-- TASK MATERIAL follows --

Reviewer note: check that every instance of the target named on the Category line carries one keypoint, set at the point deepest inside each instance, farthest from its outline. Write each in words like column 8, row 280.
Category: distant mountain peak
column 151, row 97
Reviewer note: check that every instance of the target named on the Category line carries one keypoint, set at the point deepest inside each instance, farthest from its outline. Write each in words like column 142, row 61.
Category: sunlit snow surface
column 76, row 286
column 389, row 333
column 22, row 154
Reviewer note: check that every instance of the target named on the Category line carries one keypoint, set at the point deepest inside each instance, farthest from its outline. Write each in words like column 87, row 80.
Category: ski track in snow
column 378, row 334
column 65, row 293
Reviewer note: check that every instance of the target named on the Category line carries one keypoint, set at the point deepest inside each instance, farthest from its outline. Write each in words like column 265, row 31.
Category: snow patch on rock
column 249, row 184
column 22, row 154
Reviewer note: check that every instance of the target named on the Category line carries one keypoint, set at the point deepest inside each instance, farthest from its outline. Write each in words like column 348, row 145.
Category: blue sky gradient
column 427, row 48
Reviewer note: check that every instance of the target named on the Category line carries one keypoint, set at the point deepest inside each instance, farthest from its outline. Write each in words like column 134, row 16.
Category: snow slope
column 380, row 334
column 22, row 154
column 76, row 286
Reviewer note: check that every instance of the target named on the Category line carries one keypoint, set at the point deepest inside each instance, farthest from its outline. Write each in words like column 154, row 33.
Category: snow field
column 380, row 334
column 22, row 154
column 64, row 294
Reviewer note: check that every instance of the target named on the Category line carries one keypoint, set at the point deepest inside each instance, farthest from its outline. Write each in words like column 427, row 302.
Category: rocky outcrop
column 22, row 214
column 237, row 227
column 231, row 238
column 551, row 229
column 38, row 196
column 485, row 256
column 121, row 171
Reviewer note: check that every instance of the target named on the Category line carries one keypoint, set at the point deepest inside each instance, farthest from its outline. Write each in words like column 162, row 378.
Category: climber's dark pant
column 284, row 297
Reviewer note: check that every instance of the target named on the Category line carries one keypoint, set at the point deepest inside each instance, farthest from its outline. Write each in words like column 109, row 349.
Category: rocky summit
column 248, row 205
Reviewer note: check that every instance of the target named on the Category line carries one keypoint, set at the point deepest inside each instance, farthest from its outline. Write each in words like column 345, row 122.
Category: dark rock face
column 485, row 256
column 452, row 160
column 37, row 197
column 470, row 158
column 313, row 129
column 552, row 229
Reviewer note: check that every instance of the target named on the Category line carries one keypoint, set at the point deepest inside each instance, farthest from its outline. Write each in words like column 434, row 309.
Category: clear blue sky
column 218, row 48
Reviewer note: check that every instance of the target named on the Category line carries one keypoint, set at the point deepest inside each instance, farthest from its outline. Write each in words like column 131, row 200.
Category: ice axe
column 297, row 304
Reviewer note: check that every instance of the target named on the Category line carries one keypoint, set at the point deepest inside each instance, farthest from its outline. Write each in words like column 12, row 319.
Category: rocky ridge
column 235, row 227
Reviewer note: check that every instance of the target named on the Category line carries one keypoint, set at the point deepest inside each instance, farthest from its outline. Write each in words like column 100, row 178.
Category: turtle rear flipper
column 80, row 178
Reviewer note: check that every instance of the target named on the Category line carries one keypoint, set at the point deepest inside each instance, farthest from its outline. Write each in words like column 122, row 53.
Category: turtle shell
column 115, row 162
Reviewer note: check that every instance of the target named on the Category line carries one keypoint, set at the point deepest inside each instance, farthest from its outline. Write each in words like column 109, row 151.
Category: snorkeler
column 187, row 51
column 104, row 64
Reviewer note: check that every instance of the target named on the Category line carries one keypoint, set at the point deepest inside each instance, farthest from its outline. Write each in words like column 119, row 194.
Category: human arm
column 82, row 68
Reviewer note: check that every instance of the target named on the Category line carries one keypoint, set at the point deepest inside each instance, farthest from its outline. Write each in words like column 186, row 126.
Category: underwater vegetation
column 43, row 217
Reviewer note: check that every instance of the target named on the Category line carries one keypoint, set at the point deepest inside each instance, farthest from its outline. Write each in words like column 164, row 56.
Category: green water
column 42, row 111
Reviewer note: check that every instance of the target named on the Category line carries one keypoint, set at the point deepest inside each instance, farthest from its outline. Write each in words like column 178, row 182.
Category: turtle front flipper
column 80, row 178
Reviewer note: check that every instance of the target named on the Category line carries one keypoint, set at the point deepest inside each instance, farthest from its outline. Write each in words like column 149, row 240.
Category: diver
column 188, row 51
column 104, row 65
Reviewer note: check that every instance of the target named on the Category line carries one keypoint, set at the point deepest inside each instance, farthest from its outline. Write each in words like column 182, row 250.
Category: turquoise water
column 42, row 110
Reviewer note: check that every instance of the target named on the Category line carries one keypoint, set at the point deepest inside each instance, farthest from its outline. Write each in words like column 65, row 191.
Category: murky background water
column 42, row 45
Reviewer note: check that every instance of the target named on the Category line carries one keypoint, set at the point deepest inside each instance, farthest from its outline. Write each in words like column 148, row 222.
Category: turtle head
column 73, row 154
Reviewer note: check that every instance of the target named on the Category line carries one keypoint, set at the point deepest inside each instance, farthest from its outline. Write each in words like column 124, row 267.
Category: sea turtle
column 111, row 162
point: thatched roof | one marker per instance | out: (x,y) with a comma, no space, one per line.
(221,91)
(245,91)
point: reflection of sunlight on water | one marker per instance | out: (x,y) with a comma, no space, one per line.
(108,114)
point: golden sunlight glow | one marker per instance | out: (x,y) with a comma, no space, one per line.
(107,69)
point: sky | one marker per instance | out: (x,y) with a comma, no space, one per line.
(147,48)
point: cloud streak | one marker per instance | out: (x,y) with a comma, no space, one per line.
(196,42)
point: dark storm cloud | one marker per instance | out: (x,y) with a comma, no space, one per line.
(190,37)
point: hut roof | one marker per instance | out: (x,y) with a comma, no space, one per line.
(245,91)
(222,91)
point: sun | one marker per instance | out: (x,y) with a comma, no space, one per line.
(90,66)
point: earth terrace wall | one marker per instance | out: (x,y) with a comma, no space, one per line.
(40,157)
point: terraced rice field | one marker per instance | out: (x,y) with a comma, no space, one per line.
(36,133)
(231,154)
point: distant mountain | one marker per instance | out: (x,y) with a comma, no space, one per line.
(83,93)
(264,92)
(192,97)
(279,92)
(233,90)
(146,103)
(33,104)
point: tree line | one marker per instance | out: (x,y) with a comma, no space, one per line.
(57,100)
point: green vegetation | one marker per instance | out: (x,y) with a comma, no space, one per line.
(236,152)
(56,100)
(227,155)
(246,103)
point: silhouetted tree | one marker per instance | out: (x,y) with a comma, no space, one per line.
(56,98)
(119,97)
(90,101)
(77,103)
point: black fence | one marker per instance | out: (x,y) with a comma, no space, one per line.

-- TASK MATERIAL concluded --

INSTRUCTIONS FOR THE TASK → Please transcribe the records in full, keeping every word as it is.

ANSWER TO THIS TASK →
Reviewer note: check that every instance of the target named on the Category line carries one keypoint, set at the point deepest inside each instance, farthest from its outline. Write each in words like column 8, row 280.
Category: distant mountain peak
column 151, row 97
Reviewer note: check that every instance of the target named on the Category line carries one keypoint, set at the point deepest inside each instance, farthest from its outline. Write each in words like column 142, row 61.
Category: sunlit snow surface
column 76, row 286
column 389, row 333
column 22, row 154
Reviewer note: check that every instance of the target named on the Category line carries one keypoint, set at the point deepest inside each instance, farthest from its outline. Write each in words like column 87, row 80.
Category: ski track in snow
column 378, row 334
column 65, row 293
Reviewer note: check that every instance of the target named on the Category line carries one keypoint, set at the point deepest inside each instance, farthest from its outline. Write each in words like column 265, row 31.
Category: snow patch on rock
column 249, row 184
column 22, row 154
Reviewer note: check that every instance of the target named on the Category line carries one keypoint, set at the point deepest inside each instance, farthest from its outline. Write each in words like column 348, row 145.
Category: blue sky gradient
column 427, row 48
Reviewer note: check that every instance of the target named on the Category line carries one keypoint, set at the point deepest inside each instance, farthest from its outline. Write each in words like column 134, row 16.
Category: snow slope
column 380, row 334
column 22, row 154
column 76, row 286
Reviewer note: check that every instance of the target named on the Category line carries one keypoint, set at the point deepest inside each instance, farthest from its outline. Write each in words like column 154, row 33.
Category: snow field
column 380, row 334
column 22, row 154
column 64, row 294
Reviewer note: check that every instance of the target named on the Category line carries one keypoint, set at the point deepest inside each instance, farthest from its outline. Write each in words like column 427, row 302.
Category: rocky outcrop
column 22, row 214
column 237, row 227
column 231, row 238
column 551, row 229
column 38, row 196
column 485, row 256
column 121, row 171
Reviewer note: check that every instance of the target named on the Category line carries one keypoint, set at the point deepest inside each instance, farthest from its outline. Write each in words like column 162, row 378.
Category: climber's dark pant
column 284, row 297
Reviewer note: check that every instance of the target named on the Category line carries one keypoint, set at the point deepest inside each instance, farthest from its outline. Write each in words like column 109, row 349.
Category: rocky summit
column 248, row 205
Reviewer note: check that every instance of the target named on the Category line carries one keypoint, set at the point deepest inside each instance, farthest from its outline. Write each in words like column 345, row 122.
Category: dark rock face
column 485, row 256
column 452, row 160
column 37, row 197
column 470, row 158
column 313, row 129
column 552, row 229
Reviewer note: check that every instance of the target named on the Category line carries one keypoint, set at the point deepest inside each instance, farthest from its outline. Write each in words like column 434, row 309.
Category: clear blue sky
column 218, row 48
Reviewer note: check that every instance of the target named on the Category line carries one keypoint, set at the point deepest inside each instance, farthest from its outline. Write each in words like column 131, row 200.
Category: ice axe
column 297, row 304
Reviewer note: check that every instance of the target named on the Category line carries one keypoint, set at the point deepest inside each instance, farthest from its outline. Write each in words like column 12, row 319.
Category: rocky ridge
column 235, row 227
Reviewer note: check that every instance of the target named on the Category line carries one keypoint, set at the point deepest inside each instance, farthest from its outline. Write each in words like column 100, row 178.
Category: turtle rear flipper
column 80, row 178
Reviewer note: check that every instance of the target named on the Category line carries one keypoint, set at the point deepest inside each instance, farthest from its outline. Write each in words like column 122, row 53.
Category: turtle shell
column 115, row 162
Reviewer note: check that every instance of the target named on the Category line carries one keypoint, set at the point deepest inside each instance, farthest from its outline. Write each in words like column 109, row 151.
Category: snorkeler
column 187, row 51
column 104, row 64
Reviewer note: check that every instance of the target named on the Category line carries one keypoint, set at the point deepest inside each instance, farthest from its outline. Write each in words like column 119, row 194.
Category: human arm
column 82, row 68
Reviewer note: check that every instance of the target named on the Category line carries one keypoint, set at the point deepest inside each instance, farthest from its outline. Write each in words like column 186, row 126.
Category: underwater vegetation
column 43, row 217
Reviewer note: check that every instance of the target named on the Category line carries one keypoint, set at the point deepest inside each instance, farthest from its outline. Write each in words like column 164, row 56.
Category: green water
column 42, row 111
Reviewer note: check that every instance of the target named on the Category line carries one keypoint, set at the point deepest inside each instance, farthest from its outline. Write each in words like column 178, row 182.
Category: turtle front flipper
column 80, row 178
Reviewer note: check that every instance of the target named on the Category line carries one keypoint, set at the point deepest inside each instance, farthest from its outline. Write each in words like column 149, row 240.
Category: diver
column 188, row 51
column 104, row 65
Reviewer note: check that every instance of the target named on the Category line carries one keypoint, set at the point deepest inside each instance, farthest from its outline. Write each in words like column 182, row 250.
Category: turquoise water
column 42, row 110
Reviewer note: check that every instance of the target named on the Category line carries one keypoint, set at the point deepest inside each instance, farthest from its outline. Write each in words like column 65, row 191.
Category: murky background water
column 42, row 45
Reviewer note: check that every instance of the target named on the Category line carries one keypoint, set at the point deepest inside each instance, farthest from its outline. Write each in words like column 148, row 222.
Category: turtle head
column 73, row 154
Reviewer note: check that every instance of the target named on the Category line carries one keypoint, set at the point deepest inside each instance, farthest from its outline. Write each in words like column 124, row 267.
Category: sea turtle
column 111, row 162
point: thatched roof | one marker per instance | out: (x,y) with a comma, no space, one per line.
(221,91)
(245,91)
point: reflection of sunlight on water | one marker per instance | out: (x,y) with a comma, no space, one per line.
(108,114)
point: golden sunlight glow | one marker per instance | out: (x,y) with a comma, no space, one per line.
(107,69)
point: sky | one marker per instance | out: (x,y) with a comma, no space, one per line.
(147,48)
point: cloud streak | one marker per instance | out: (x,y) with a comma, no space, one per line.
(196,42)
point: dark storm cloud | one marker per instance | out: (x,y) with a comma, no space, one per line.
(190,37)
point: hut roof | one marker per instance | out: (x,y) with a comma, no space, one per line.
(245,91)
(222,91)
point: sun | one marker per instance | out: (x,y) with a comma, no space, one per line.
(90,66)
point: earth terrace wall | one marker per instance | out: (x,y) with a comma, no space, one per line.
(40,157)
point: terraced rice field | one marker per instance | out: (x,y) with a comma, no space, one per line.
(36,133)
(231,154)
point: distant mountain | one marker per instance | out: (x,y) with a comma, no space, one per line.
(83,93)
(264,92)
(192,97)
(279,92)
(233,90)
(146,103)
(33,104)
point: tree line | one marker per instance | out: (x,y) with a comma, no space, one per line.
(57,100)
point: green vegetation | one marker per instance | out: (x,y) with a comma, no space, one per line.
(236,152)
(56,100)
(227,155)
(246,103)
point: silhouetted tree | one marker per instance | out: (x,y) with a comma, no space, one per line.
(56,98)
(119,97)
(90,101)
(77,103)
point: black fence | one marker per instance | out: (x,y) with a comma, no space, one per line.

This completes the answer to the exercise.